◆ Page excerpt ◆
****************************************

Rights in Russia Interview - with Bill Bowring, Russia expert and practising barrister.

This month Mary Page talks with Professor Bill Bowring who teaches human rights and international law at Birkbeck College, University of London. Bill Bowring first visited Russia in 1983, and returned many times until the Covid pandemic and then Putin’s all-outwar in Ukraine. As a practising barrister, Bill has, since 1992, represented applicants in cases against Russia before the European Court of Human Rights, especially on behalf of Chechen victims. In 2003 he obtained €1 million from the European Commission and founded the European Human Rights Advocacy Centre which partnered with the Russian NGO Memorial (now in exile). He has some 150 publications on
international law, human rights, minority rights, Russian law and philosophy, some in Russian. In recognition of his scholarship on Russia he was conferred a Fellow of the Academy of Social Sciences (FAcSS). He was twice, in 2005 and 2007, arrested and deported from Russia in connection with his human rights activities but got back in again.
Mary's questions
1) For many years you were a participant in, and a close observer of, Western support for Russian human rights groups. To what extent should we say now that these efforts failed to consolidate civil society and strengthen human rights protection?
2) What could have been done differently?
3) Why has authoritarianism been so successful in Russia - and civil society apparently so weak?

****************************************

◆ Stored records ◆

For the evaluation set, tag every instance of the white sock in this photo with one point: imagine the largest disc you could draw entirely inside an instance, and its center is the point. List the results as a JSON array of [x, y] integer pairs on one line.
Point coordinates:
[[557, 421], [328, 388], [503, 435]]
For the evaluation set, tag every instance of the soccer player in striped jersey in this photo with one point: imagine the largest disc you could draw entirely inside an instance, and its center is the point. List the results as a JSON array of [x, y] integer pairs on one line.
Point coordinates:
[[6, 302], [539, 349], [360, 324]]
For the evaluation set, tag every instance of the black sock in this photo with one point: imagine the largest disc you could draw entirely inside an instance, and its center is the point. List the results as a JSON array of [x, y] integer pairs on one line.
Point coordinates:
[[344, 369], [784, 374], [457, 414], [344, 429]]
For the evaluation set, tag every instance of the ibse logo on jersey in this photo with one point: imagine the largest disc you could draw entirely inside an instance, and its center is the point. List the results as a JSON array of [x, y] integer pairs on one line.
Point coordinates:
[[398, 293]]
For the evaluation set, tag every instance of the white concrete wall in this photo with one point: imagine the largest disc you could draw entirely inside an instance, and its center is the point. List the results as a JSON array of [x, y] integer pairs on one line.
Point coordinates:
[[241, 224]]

****************************************

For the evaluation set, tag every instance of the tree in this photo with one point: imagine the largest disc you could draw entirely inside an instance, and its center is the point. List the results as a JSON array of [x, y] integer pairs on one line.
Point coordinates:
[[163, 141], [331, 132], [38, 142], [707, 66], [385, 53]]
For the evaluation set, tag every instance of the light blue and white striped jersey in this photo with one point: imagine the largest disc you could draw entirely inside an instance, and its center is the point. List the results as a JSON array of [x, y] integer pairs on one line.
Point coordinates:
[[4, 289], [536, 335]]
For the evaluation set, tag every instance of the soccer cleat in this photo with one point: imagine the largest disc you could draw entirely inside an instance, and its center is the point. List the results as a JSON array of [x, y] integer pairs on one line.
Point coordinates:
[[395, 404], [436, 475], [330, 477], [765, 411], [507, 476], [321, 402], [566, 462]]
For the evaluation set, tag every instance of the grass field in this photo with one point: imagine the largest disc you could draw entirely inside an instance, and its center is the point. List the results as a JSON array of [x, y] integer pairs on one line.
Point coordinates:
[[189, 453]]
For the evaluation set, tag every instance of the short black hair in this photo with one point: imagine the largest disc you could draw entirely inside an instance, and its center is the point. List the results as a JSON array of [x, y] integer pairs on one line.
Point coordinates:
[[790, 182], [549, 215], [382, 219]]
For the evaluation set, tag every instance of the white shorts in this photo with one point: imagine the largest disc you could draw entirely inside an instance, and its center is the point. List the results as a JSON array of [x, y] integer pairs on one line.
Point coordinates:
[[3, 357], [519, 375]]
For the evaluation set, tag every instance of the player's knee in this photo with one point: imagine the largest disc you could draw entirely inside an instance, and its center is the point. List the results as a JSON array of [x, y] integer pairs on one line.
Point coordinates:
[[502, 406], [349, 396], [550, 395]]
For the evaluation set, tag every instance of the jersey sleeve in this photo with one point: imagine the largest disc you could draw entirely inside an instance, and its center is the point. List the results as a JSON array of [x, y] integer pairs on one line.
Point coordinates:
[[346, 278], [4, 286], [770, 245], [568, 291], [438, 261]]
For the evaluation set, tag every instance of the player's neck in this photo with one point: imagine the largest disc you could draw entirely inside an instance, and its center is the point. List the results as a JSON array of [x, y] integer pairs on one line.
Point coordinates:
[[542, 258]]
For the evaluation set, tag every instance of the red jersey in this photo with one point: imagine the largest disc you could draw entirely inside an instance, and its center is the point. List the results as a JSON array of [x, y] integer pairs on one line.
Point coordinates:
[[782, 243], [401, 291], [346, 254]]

****************************************

◆ Tasks for this exercise ◆
1. From the interview page, return the passage that begins at the words "Mary's questions" and stops after the words "human rights protection?", copied word for word.
2. According to the interview page, in which years was Bill Bowring arrested and deported from Russia?

◆ Answers by task ◆
1.
Mary's questions
1) For many years you were a participant in, and a close observer of, Western support for Russian human rights groups. To what extent should we say now that these efforts failed to consolidate civil society and strengthen human rights protection?

2. 2005 and 2007